Carry on the protocol for isolating prominin-1-expressing cells from the point where it stops.
Top of Document text
Prepare a wide diameter and narrow diameter glass Pasteur pipette by fire polishing over a Bunsen burner. After the incubation, wash the tissue three times with five milliliters of HBSS solution making sure to avoid losing tissue while decanting. After the last HBSS wash, add five milliliters of DPBS with 250 microliters of DNAse to the tissue and dissociate it by gently triturating 10 to 15 times with the wide diameter Pasteur pipette.
Then use the narrow Pasteur pipette to further triturate the tissue slurry 10 times. If larger pieces of tissue remain, press them against the bottom of the tube with the pipette tip and continue pipetting until a fine suspension is achieved. Place the centrifuge tubes on ice.
Then strain the dissociated cells through a 40 micrometer cell strainer into a 50 milliliter tube. Top the filter with 10 milliliters of ice cold HBSS solution to ensure that the cells pass through the mesh. Transfer the filtered cells to a fresh 15 milliliter centrifuge tube and centrifuge the suspension at 300 times g for 10 minutes at four degrees Celsius.
Then use a vacuum aspirator to remove the supernatant completely. Resuspend the cell pellet in 160 microliters of ice cold magnetic column buffer. Add 40 microliters of anti-prominin-1 microbeads to the cell suspension.
Then incubate the tubes in a refrigerator for 15 minutes to allow the antibody to bind to the prominin-1 expressing cells. Wash the cells with one to two milliliters of column buffer X and centrifuge them at 300 times g for 10 minutes. Aspirate the supernatant and resuspend the pellet in one milliliter of column buffer X.Place the magnetic columns on the magnetic stand and rinse them once with 500 microliters of buffer X.Apply the labeled cell suspension onto the column and collect the flowthrough in fresh 15 milliliter tubes.
Wash the column three times with 500 microliters of buffer X.Then remove the columns from the magnetic field and place them in 1.5 milliliter tubes. Add one milliliter of culture medium and push the plunger into the column to flush out the cells tagged with prominin-1 beads. To passage the neurospheres, transfer them along with the culture medium into a sterile 15 milliliter centrifuge tube.
Pellet the neurospheres by centrifugation at 300 times g for five minutes and discard the supernatant. Resuspend the pellet in five milliliters of dissociation media with papain or 0.05%trypsin solution and incubate the cells at 37 degrees Celsius for 10 minutes. Centrifuge the cell suspension again.
Bottom of Document text
Top of Material supplied
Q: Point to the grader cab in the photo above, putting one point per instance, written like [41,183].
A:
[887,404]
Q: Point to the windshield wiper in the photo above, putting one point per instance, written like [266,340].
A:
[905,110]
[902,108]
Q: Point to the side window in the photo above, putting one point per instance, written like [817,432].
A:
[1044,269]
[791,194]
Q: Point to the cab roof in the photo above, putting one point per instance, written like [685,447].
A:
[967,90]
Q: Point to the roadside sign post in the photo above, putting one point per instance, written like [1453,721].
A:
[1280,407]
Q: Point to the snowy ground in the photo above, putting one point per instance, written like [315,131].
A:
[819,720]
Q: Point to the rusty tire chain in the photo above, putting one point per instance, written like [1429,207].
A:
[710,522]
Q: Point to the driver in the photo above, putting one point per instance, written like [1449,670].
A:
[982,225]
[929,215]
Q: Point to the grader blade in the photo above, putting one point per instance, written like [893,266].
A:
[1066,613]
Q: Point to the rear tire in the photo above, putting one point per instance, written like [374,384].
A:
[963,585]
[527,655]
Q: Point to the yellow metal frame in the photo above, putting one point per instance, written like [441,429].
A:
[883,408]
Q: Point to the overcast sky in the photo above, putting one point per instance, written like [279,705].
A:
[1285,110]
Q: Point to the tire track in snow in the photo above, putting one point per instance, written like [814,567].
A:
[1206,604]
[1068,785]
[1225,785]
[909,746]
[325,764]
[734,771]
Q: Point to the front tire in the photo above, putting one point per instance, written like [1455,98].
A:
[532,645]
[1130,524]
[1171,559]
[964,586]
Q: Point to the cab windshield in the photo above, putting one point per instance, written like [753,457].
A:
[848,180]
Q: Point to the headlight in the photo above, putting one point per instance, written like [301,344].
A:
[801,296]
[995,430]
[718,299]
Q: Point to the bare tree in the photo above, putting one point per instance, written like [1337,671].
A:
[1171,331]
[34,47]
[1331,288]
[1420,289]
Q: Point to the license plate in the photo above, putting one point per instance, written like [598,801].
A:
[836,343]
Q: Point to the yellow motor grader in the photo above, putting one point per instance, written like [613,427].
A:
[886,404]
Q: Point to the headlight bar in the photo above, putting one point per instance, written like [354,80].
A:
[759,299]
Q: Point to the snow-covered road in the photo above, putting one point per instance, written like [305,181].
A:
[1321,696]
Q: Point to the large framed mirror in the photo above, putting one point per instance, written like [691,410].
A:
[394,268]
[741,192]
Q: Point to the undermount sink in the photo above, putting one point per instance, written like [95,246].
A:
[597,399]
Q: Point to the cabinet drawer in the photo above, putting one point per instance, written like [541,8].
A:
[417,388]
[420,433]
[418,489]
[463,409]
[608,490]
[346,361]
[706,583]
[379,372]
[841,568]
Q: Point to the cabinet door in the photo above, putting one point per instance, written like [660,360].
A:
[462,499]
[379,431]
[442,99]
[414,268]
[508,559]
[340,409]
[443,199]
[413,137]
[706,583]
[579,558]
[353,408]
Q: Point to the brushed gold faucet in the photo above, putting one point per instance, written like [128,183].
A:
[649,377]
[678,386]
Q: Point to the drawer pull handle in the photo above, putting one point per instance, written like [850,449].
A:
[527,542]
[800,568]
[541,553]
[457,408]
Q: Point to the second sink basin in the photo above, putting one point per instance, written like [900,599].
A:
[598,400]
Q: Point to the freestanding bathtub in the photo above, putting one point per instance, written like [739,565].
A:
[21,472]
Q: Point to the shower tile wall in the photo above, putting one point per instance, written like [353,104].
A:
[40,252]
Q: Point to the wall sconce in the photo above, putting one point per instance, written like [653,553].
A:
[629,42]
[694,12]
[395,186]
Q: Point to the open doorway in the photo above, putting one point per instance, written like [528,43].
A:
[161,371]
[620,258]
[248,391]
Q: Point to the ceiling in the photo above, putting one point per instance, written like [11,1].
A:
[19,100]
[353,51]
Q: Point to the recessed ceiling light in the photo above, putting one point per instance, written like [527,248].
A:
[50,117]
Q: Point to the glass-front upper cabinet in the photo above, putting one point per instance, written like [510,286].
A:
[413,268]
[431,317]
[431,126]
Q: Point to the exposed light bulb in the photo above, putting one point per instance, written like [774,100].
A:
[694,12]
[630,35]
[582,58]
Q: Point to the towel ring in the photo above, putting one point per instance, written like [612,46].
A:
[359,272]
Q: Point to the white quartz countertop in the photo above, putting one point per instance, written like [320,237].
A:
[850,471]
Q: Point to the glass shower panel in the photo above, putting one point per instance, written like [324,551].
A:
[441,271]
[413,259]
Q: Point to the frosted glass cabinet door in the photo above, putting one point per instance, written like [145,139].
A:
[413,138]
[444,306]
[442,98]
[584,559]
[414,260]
Bottom of Material supplied
Result of this exercise
Then resuspend the cells in five milliliters of neurosphere medium and dissociate them by slowly pipetting them up and down 10 times with a Pasteur pipette. Plate the cells in neurosphere media as described in the text protocol and enrich them with secondary neurospheres after seven to 10 days in culture as previously described. Count the cells on a hemocytometer and plate the optimal number of cells on poly-D-lysine coated plates for future experiments.
Column purified prominin-1 positive postnatal cerebellar stem cells formed neurospheres in growth factor rich neurosphere medium. These neurospheres were positive for prominin-1, their marker used for isolation and for other stem cell markers such as nestin and GFAP. Cells in the flowthrough stained negative for stem cell markers prominin-1 and nestin and positive for neuronal marker beta-III tubulin.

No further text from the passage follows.